### Given request
Convert the entries from the line containing "Would you be able to point at the white throw" through the end of the entries into a JSON list of strings, one string per line, with blank lines omitted.
════
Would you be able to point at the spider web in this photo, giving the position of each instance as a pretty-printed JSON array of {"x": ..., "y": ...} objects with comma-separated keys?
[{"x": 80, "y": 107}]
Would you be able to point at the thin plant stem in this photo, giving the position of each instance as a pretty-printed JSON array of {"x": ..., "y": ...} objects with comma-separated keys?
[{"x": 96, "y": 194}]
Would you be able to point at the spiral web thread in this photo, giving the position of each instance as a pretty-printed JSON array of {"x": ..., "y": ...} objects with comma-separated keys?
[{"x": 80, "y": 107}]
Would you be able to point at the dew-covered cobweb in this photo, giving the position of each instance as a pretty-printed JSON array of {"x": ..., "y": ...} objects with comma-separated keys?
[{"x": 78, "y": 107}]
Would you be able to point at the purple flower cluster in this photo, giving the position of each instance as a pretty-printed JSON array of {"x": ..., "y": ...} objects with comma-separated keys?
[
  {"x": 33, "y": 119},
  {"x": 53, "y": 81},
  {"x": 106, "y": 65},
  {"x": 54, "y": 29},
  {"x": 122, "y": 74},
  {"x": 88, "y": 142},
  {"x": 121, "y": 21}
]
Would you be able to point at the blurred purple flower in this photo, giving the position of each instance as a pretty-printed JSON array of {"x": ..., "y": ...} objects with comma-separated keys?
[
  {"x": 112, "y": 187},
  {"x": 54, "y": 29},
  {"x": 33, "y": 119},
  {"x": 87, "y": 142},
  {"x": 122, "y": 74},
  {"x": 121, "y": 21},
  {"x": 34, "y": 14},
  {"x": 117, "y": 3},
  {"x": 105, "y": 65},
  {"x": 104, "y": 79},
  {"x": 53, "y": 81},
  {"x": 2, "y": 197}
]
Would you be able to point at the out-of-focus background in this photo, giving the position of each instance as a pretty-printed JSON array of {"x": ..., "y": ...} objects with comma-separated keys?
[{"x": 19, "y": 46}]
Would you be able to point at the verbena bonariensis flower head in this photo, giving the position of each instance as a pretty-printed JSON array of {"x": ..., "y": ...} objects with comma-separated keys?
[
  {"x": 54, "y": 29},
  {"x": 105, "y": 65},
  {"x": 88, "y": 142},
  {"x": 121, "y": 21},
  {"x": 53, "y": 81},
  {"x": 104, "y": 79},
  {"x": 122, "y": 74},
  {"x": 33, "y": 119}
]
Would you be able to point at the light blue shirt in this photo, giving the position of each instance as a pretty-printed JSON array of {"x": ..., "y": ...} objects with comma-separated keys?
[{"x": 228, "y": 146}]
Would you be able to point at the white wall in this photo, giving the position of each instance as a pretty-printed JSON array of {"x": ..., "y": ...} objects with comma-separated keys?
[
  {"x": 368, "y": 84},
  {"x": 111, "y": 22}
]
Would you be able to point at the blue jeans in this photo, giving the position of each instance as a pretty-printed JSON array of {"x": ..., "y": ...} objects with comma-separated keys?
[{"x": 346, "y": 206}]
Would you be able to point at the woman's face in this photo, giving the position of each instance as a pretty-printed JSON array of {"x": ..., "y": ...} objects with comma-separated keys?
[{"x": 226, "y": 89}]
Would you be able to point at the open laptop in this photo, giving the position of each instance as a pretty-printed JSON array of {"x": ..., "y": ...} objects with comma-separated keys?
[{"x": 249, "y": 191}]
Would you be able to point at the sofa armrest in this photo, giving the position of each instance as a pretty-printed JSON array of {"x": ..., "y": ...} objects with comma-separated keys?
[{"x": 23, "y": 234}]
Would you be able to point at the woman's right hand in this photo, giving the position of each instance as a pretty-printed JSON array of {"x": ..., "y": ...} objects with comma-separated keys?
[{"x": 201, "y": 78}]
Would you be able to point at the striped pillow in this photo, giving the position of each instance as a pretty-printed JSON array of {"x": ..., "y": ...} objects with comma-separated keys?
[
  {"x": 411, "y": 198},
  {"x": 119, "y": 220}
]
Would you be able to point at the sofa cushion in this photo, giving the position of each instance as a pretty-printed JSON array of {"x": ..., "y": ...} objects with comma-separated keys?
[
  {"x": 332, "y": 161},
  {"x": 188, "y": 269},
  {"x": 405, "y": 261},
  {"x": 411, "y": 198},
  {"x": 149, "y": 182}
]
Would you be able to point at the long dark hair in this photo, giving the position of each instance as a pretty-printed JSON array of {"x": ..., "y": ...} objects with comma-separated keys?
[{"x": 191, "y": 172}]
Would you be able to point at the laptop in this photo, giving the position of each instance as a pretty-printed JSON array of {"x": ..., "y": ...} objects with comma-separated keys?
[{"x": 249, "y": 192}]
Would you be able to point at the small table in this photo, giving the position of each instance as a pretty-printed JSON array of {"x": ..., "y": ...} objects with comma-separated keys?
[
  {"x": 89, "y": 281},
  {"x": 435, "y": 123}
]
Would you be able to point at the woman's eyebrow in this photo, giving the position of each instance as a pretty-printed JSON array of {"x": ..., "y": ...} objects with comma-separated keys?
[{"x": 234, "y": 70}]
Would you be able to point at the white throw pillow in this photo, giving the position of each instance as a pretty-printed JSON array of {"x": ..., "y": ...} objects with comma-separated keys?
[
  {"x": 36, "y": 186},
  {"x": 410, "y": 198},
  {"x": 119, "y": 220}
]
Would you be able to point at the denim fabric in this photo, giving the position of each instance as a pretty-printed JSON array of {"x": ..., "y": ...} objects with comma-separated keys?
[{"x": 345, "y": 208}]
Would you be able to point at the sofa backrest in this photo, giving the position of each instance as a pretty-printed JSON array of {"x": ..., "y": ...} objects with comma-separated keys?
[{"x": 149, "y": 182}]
════
### Exercise response
[
  "Would you be able to point at the white throw pillow in this photo, giving the position of each instance as a pretty-printed JSON array of {\"x\": ..., \"y\": ...} objects with comma-separated keys?",
  "[",
  "  {\"x\": 36, \"y\": 186},",
  "  {\"x\": 410, \"y\": 198},",
  "  {\"x\": 119, \"y\": 220}",
  "]",
  "Would you be able to point at the denim fabric in this photo, giving the position of each instance as a pretty-printed JSON array of {\"x\": ..., \"y\": ...} objects with comma-separated keys?",
  "[{\"x\": 345, \"y\": 208}]",
  "Would you be able to point at the sofa backrest in this photo, giving the position of each instance as a pretty-printed JSON array of {\"x\": ..., \"y\": ...} objects with comma-separated keys?",
  "[{\"x\": 149, \"y\": 182}]"
]